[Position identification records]
• • •
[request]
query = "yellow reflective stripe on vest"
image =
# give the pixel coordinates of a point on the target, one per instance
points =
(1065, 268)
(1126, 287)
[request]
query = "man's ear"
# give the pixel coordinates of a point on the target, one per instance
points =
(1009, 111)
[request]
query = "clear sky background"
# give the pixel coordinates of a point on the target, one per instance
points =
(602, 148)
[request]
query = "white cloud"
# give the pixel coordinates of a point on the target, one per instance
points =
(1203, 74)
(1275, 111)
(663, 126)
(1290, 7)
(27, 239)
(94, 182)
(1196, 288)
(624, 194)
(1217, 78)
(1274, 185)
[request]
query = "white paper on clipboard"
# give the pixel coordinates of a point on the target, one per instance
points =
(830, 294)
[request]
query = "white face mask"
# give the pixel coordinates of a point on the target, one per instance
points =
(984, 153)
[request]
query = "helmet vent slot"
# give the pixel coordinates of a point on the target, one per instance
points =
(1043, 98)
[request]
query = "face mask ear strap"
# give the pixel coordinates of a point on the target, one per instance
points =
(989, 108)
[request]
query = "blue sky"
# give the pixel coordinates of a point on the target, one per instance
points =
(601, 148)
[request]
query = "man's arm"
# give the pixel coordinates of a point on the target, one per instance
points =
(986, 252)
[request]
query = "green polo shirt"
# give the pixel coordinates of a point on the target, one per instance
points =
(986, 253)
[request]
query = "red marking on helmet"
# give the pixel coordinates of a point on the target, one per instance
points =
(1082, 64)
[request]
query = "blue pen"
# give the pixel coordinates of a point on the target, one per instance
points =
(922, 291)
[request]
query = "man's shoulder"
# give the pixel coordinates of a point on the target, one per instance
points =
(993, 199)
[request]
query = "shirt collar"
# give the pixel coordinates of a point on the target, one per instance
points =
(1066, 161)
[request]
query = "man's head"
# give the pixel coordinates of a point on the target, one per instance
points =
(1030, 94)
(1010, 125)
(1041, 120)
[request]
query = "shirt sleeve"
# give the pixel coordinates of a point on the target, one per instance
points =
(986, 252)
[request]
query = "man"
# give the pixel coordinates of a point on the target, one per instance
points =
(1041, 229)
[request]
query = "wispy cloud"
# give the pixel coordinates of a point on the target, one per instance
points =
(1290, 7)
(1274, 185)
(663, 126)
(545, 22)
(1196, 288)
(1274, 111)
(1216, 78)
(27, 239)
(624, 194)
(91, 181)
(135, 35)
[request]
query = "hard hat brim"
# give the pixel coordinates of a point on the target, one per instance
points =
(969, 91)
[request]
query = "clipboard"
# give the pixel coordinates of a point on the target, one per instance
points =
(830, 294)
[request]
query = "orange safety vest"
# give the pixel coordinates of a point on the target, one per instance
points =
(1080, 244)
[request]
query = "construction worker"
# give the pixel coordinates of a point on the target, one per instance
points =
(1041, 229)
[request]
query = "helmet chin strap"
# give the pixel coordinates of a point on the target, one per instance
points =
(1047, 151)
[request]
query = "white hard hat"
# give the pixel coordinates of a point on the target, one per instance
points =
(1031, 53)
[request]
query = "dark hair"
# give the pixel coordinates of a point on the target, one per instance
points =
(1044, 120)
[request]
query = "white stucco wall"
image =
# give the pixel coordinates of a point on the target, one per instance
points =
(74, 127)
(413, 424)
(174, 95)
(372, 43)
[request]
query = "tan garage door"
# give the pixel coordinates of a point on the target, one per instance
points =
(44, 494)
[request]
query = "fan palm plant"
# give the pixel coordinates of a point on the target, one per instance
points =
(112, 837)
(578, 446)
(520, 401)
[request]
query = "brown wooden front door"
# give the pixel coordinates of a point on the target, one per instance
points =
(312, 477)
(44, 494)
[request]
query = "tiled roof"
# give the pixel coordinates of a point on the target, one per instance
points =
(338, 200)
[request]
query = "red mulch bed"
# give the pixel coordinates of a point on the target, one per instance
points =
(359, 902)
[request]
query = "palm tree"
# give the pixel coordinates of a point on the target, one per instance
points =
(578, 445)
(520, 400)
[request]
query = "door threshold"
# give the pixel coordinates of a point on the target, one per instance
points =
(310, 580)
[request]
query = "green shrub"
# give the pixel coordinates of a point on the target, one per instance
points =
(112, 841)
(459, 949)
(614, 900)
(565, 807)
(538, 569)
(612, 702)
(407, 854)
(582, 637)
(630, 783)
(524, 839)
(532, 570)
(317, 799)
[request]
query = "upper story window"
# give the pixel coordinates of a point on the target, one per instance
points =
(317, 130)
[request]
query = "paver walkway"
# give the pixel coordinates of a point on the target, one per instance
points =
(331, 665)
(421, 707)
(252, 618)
• • •
#### PROBLEM REQUIREMENTS:
Give back the data above exactly as it appears.

#### SOLUTION:
[request]
query = "yellow reflective stripe on vest"
image =
# give the pixel coordinates of a point on the target, one per instance
points =
(1065, 268)
(1126, 287)
[request]
query = "man's ear"
# give the pixel coordinates of a point on the target, one per instance
points =
(1009, 111)
[request]
query = "clear sky background"
# give the pixel coordinates of a point on the target, one per instance
points =
(602, 148)
[request]
query = "white cloud"
# give the pixel coordinates of a point on the target, one per instance
points =
(1203, 74)
(1275, 111)
(663, 126)
(1290, 7)
(27, 239)
(94, 182)
(1196, 288)
(624, 194)
(1217, 78)
(1274, 185)
[request]
query = "white paper on clipboard"
# give the pixel coordinates of a point on the target, one per instance
points =
(830, 294)
[request]
query = "white face mask"
# give the pixel coordinates of a point on the target, one per instance
points =
(984, 153)
[request]
query = "helmet vent slot"
# give the pixel coordinates of a point on the target, one per instance
points =
(1043, 98)
[request]
query = "face mask ear strap"
# give the pixel coordinates of a point on the target, one per instance
points =
(989, 108)
[request]
query = "blue sky"
# give the pixel coordinates of a point on the target, one per instance
points =
(601, 148)
[request]
query = "man's arm"
# give the pixel coordinates of a point on the target, one per instance
points =
(986, 252)
[request]
query = "green polo shirt"
# give the pixel coordinates of a point on the target, one per instance
points =
(986, 253)
[request]
query = "red marking on helmet"
# give the pixel coordinates of a point on the target, one per instance
points =
(1082, 64)
[request]
query = "blue pen"
# give the pixel coordinates of a point on the target, one per instance
points =
(922, 291)
[request]
query = "man's shoulder"
# give the pixel coordinates of a point on the target, one per instance
points =
(993, 199)
[request]
query = "shirt collar"
# give the pixel coordinates of a point on the target, one per instance
points =
(1066, 161)
[request]
query = "man's head"
# give the pixel coordinates of a point on the target, one per instance
points =
(1030, 94)
(1010, 125)
(1041, 120)
[request]
query = "shirt sleeve"
# give the pixel coordinates of a point on the target, one per instance
points =
(986, 252)
[request]
query = "man"
# give the pixel coordinates of a point on the target, one per instance
points =
(1041, 229)
[request]
query = "wispy cloud"
# give the pixel coordinates of a point on the target, one per instance
points =
(1290, 7)
(1274, 185)
(663, 126)
(545, 22)
(1196, 288)
(1274, 111)
(1216, 78)
(27, 239)
(624, 194)
(91, 181)
(135, 35)
[request]
query = "hard hat brim"
# give the pixel coordinates of a point on the target, one per instance
points =
(969, 91)
[request]
query = "clipboard"
# give the pixel coordinates of a point on the target, one per instance
points =
(830, 294)
[request]
query = "orange safety vest"
# give the pixel coordinates of a point on the target, one per instance
points =
(1080, 244)
[request]
query = "construction worker"
# give the pixel coordinates of a point on the target, one per instance
points =
(1041, 229)
[request]
query = "helmet chin strap"
# give the pixel coordinates of a point on the target, one per instance
points =
(1047, 151)
[request]
query = "white hard hat"
# give the pixel coordinates of a point on the target, one per instance
points =
(1031, 53)
[request]
query = "dark hair"
# give the pixel coordinates of a point on the target, one per instance
points =
(1044, 120)
[request]
query = "white stucco wall"
image =
# give the pixel coordinates of a point on the target, one per instance
points =
(74, 127)
(413, 424)
(174, 95)
(372, 43)
[request]
query = "tan garage door"
# give the pixel coordinates of a point on the target, one per instance
points =
(44, 494)
[request]
query = "fan palm plant"
# give the pixel coordinates of a point on the target, one per instance
points =
(112, 837)
(578, 446)
(520, 401)
[request]
query = "brown wooden front door"
# give the pixel coordinates of a point on the target, one per instance
points =
(312, 477)
(44, 494)
[request]
query = "tiled roof"
# give the pixel coordinates of a point on the target, one per instance
points =
(338, 200)
[request]
query = "red mulch bed"
# give the pixel coordinates of a point on the target, one per instance
points =
(359, 902)
[request]
query = "palm tree"
# give the pixel coordinates of a point on the target, one per instance
points =
(578, 445)
(520, 400)
[request]
query = "door threshold"
# give the pixel coordinates of a point on the target, one per instance
points =
(310, 580)
[request]
query = "green shrub"
# give the pixel coordinates of a point on the target, one per instance
points =
(112, 841)
(459, 949)
(614, 900)
(565, 807)
(538, 569)
(612, 702)
(407, 854)
(582, 637)
(630, 783)
(524, 839)
(532, 570)
(317, 799)
[request]
query = "upper story window"
# give the pixel coordinates of a point on the target, one per instance
points =
(317, 130)
[request]
query = "paver walkway"
# give the pixel coordinates of a point on the target, one per instance
points =
(331, 665)
(421, 707)
(252, 618)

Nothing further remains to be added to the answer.